▶ _AVAILABLE RECORDS_:
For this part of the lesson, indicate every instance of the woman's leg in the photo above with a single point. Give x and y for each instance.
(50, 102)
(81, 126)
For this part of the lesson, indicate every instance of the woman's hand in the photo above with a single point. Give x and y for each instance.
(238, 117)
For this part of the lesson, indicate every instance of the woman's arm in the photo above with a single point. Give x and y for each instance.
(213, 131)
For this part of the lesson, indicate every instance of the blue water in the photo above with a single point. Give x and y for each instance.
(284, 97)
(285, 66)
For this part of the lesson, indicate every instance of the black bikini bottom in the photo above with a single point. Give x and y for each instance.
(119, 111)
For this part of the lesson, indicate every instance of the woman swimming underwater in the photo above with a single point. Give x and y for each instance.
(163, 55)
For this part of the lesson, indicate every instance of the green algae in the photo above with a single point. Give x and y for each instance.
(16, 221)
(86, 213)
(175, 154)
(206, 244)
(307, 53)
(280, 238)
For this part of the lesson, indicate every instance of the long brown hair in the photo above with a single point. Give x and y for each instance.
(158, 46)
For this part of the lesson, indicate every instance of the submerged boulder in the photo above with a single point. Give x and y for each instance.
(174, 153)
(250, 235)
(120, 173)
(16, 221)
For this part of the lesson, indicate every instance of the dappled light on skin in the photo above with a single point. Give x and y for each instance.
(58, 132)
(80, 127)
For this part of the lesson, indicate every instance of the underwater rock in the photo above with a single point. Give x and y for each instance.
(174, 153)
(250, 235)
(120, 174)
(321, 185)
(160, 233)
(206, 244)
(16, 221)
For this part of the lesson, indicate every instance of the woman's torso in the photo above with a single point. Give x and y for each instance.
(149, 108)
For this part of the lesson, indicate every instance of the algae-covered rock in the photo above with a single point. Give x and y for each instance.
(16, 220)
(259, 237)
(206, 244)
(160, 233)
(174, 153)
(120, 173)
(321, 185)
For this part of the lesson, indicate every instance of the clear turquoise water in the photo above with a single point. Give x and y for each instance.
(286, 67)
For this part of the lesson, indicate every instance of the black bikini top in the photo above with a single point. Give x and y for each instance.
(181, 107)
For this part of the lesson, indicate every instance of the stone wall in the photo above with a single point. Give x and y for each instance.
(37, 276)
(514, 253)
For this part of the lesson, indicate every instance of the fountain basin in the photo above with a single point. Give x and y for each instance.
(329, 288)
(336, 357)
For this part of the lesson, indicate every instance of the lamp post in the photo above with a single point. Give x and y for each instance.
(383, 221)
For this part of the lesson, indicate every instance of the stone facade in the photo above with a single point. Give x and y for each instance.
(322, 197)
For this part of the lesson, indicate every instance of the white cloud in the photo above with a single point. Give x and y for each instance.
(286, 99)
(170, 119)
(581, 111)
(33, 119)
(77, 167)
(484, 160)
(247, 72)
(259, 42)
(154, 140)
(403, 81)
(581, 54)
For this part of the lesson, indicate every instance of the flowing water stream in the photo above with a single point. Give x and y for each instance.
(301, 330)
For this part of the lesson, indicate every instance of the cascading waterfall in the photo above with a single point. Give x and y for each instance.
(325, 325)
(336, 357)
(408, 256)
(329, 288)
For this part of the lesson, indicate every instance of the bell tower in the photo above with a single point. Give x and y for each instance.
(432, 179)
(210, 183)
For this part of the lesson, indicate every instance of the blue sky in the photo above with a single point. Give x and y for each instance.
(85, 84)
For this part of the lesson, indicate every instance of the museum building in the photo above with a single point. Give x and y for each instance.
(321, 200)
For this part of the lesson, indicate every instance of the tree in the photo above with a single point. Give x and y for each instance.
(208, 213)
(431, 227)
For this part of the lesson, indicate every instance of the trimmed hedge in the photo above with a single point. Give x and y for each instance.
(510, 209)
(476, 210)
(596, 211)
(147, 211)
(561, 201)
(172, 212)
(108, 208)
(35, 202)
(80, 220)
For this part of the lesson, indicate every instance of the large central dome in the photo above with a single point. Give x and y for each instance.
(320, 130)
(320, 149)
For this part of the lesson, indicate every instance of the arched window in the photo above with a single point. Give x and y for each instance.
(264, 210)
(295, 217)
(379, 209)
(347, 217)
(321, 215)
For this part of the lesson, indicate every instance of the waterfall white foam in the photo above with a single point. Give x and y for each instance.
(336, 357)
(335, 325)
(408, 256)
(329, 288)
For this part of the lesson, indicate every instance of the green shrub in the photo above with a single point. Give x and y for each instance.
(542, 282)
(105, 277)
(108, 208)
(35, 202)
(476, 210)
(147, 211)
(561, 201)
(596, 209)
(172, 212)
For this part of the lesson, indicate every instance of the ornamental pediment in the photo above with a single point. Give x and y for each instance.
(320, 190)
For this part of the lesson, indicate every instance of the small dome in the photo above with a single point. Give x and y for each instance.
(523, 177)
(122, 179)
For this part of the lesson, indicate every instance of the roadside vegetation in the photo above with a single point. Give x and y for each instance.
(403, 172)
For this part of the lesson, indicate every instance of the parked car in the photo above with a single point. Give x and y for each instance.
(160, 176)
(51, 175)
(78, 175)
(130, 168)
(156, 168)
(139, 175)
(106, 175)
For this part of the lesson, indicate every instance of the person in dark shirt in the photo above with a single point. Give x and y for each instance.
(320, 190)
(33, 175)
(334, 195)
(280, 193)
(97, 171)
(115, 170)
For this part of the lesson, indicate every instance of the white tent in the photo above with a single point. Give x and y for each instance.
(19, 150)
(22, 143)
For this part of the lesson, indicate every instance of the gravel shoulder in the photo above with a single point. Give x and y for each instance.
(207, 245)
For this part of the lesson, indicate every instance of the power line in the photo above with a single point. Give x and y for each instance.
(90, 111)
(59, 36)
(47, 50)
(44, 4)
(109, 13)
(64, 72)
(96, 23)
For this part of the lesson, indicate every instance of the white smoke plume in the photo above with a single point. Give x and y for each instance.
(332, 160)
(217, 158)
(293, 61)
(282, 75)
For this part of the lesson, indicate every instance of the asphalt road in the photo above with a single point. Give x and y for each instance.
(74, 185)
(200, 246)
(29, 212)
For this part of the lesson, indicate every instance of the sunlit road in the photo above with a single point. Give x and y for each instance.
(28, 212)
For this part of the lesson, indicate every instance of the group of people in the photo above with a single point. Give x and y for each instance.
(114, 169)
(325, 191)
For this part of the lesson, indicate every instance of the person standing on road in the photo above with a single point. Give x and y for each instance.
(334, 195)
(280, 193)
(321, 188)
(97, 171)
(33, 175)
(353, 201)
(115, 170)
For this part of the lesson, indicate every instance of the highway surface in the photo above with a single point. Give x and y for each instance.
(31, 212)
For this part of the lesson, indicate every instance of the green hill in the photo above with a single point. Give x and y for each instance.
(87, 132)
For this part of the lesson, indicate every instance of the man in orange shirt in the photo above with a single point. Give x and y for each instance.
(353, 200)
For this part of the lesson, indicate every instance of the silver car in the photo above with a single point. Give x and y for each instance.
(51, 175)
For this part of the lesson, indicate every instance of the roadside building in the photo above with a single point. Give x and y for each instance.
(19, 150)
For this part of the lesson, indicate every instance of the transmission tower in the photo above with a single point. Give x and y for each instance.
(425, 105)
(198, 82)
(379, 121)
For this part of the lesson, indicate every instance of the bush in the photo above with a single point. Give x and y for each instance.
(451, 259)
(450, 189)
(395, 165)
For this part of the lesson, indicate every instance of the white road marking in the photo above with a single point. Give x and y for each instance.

▶ _GOAL OF THE EXERCISE_:
Reproduce all of the records above word for word, keeping them in their original order.

▶ _RESPONSE TO THIS TASK_:
For this part of the lesson, indicate every instance of the woman's leg in the photo above with a single point. Give x and y for each instance.
(50, 102)
(81, 126)
For this part of the lesson, indicate every instance of the woman's hand in the photo above with a single point. Give x and y for each instance.
(238, 117)
For this part of the lesson, indicate every instance of the woman's arm in the photo above with a single point. Give x and y for each instance.
(213, 131)
For this part of the lesson, indicate every instance of the blue water in the photo above with a single point. Give x and y for each instance.
(284, 97)
(285, 66)
For this part of the lesson, indicate every instance of the black bikini bottom in the photo above with a single point. Give x and y for each instance.
(119, 111)
For this part of the lesson, indicate every instance of the woman swimming underwater in the photo above with a single point. Give x and y for each instance.
(163, 55)
For this part of the lesson, indicate every instance of the green algae in the photo above with a single point. Give x and y for each instance.
(16, 221)
(86, 213)
(175, 154)
(206, 244)
(307, 53)
(280, 238)
For this part of the lesson, indicate every instance of the long brown hair in the photo above with a single point. Give x and y for each instance.
(158, 46)
For this part of the lesson, indicate every instance of the submerged boulder in the photo above with a single point. Give x and y for each instance.
(174, 153)
(250, 235)
(120, 173)
(16, 221)
For this part of the lesson, indicate every instance of the dappled light on skin in the photo above with a single point. Give x and y for each instance.
(58, 132)
(80, 127)
For this part of the lesson, indicate every instance of the underwater rock in the photo above with a single point. Give x and y for each instance.
(174, 153)
(250, 235)
(120, 174)
(321, 185)
(160, 233)
(206, 244)
(16, 221)
For this part of the lesson, indicate every instance of the woman's torso in the photo above with a single point. Give x and y for each instance.
(149, 108)
For this part of the lesson, indicate every instance of the algae-covered rock in the photo above with a single point. Give x and y for each instance.
(16, 220)
(259, 237)
(206, 244)
(160, 233)
(174, 153)
(120, 173)
(321, 185)
For this part of the lesson, indicate every instance of the clear turquoise water in the photo above with a single point. Give x and y for each instance.
(286, 67)
For this part of the lesson, indicate every instance of the black bikini top in the photo above with a single point. Give x and y for each instance.
(181, 107)
For this part of the lesson, indicate every instance of the stone wall in the photo above with a single point. Give x and y for each instance.
(37, 276)
(514, 253)
For this part of the lesson, indicate every instance of the fountain basin in the photo above with a single point. Give x and y for each instance.
(329, 288)
(336, 357)
For this part of the lesson, indicate every instance of the lamp post in the photo above with a single point. Give x and y for each instance.
(383, 221)
For this part of the lesson, indicate every instance of the stone facade in the photo above with a single point. Give x and y for each instance.
(322, 197)
For this part of the lesson, indicate every instance of the white cloud in the photo above with a single point. Give x and y for each instance.
(286, 99)
(170, 119)
(581, 111)
(33, 119)
(77, 167)
(484, 160)
(247, 72)
(259, 42)
(154, 140)
(403, 81)
(581, 54)
For this part of the lesson, indicate every instance of the flowing water stream in the photo above with a single point. Give x and y for each instance.
(301, 330)
For this part of the lesson, indicate every instance of the cascading waterfall in the photo above with a single point. Give x and y for each instance.
(325, 325)
(336, 357)
(408, 256)
(329, 288)
For this part of the lesson, indicate every instance of the bell tower in the photo above with a single point. Give x and y for each instance.
(432, 179)
(210, 183)
For this part of the lesson, indicate every instance of the blue sky in the photo above with a single point. Give x and y for each instance.
(85, 84)
For this part of the lesson, indicate every instance of the museum building in the photo above with a single point. Give x and y for each instance.
(321, 200)
For this part of the lesson, indicate every instance of the tree in the photo above with a single point. Give x and y for each instance.
(208, 213)
(431, 227)
For this part of the lesson, indicate every instance of the trimmed hedge in the photo above with a single point. Give x and y for each instance.
(510, 209)
(476, 210)
(596, 211)
(147, 211)
(561, 201)
(172, 212)
(108, 208)
(35, 202)
(80, 220)
For this part of the lesson, indicate every instance of the large central dome in the photo above with a single point. Give x and y for each instance.
(320, 130)
(320, 149)
For this part of the lesson, indicate every instance of the arched window in the photo above with a single point. Give x and y for each instance.
(264, 210)
(295, 217)
(379, 209)
(347, 217)
(321, 215)
For this part of the lesson, indicate every instance of the waterfall white foam in the photo above with a single point. Give x and y for each instance.
(336, 357)
(335, 325)
(408, 256)
(329, 288)
For this part of the lesson, indicate every instance of the green shrub in the photo above with a single point. Give x and y for each instance.
(542, 282)
(105, 277)
(108, 208)
(35, 202)
(476, 210)
(147, 211)
(561, 201)
(596, 209)
(172, 212)
For this part of the lesson, indicate every instance of the ornamental pediment in the photo above with a single point. Give x and y for each instance.
(320, 190)
For this part of the lesson, indicate every instance of the small dome in the photo above with a single point. Give x and y for each instance.
(523, 177)
(122, 179)
For this part of the lesson, indicate every instance of the roadside vegetation in the photo above with a single point. Give x and y for each instance.
(403, 172)
For this part of the lesson, indicate every instance of the parked car in the photo above with a single point. Give x and y for each instance.
(160, 176)
(51, 175)
(78, 175)
(130, 168)
(156, 168)
(139, 175)
(106, 175)
For this part of the lesson, indicate every instance of the person in dark shirt in the photo above with a single point. Give x and y for each instance.
(320, 190)
(33, 175)
(334, 195)
(280, 193)
(97, 171)
(115, 170)
For this part of the lesson, indicate every instance of the white tent in the photo above with a single point. Give x and y for each instance.
(19, 150)
(22, 143)
For this part of the lesson, indicate every instance of the gravel shoulder in the photo above with a single point. Give x and y for each instance.
(207, 245)
For this part of the lesson, indicate every instance of the power line in the photo above with a single point. Give x and y for each instance.
(90, 111)
(59, 36)
(47, 50)
(44, 4)
(109, 13)
(64, 72)
(96, 23)
For this part of the lesson, indicate every instance of the white smoke plume in the photo above with a single point. Give x and y for each instance.
(332, 160)
(217, 158)
(293, 61)
(282, 75)
For this part of the lesson, indicate every instance of the asphalt road in the photo above with a single point. Give x and y for each instance.
(74, 185)
(200, 246)
(29, 212)
For this part of the lesson, indicate every instance of the sunlit road in the photo above with a single point. Give x and y for each instance.
(28, 212)
For this part of the lesson, indicate every instance of the group of people in the photo above with a single point. Give x and y for each instance.
(114, 169)
(325, 191)
For this part of the lesson, indicate every instance of the person standing on road in the photo above with a single point. Give x and y for each instance.
(334, 195)
(280, 193)
(321, 188)
(97, 171)
(33, 175)
(353, 201)
(115, 170)
For this part of the lesson, indicate every instance of the highway surface in the photo above with a single point. Give x and y for each instance.
(31, 212)
For this part of the lesson, indicate every instance of the green hill in the photo above with a single point. Give x and y for each instance.
(87, 132)
For this part of the lesson, indicate every instance of the man in orange shirt in the photo above with a single point. Give x and y for each instance.
(353, 200)
For this part of the lesson, indicate every instance of the silver car in the photo above with a single point. Give x and y for each instance.
(51, 175)
For this part of the lesson, indicate every instance of the roadside building in the photo above with a single point. Give x and y for each instance.
(19, 150)
For this part of the lesson, indicate every instance of the transmission tower in the photo above with a single point. Give x and y for each instance.
(425, 105)
(198, 82)
(379, 121)
For this part of the lesson, indicate every instance of the bush in the photo above with a single point. Give x and y for each instance.
(451, 259)
(450, 189)
(395, 165)
For this part of the lesson, indicate every instance of the white road marking in the photo above with a single point. Give x and y for each instance.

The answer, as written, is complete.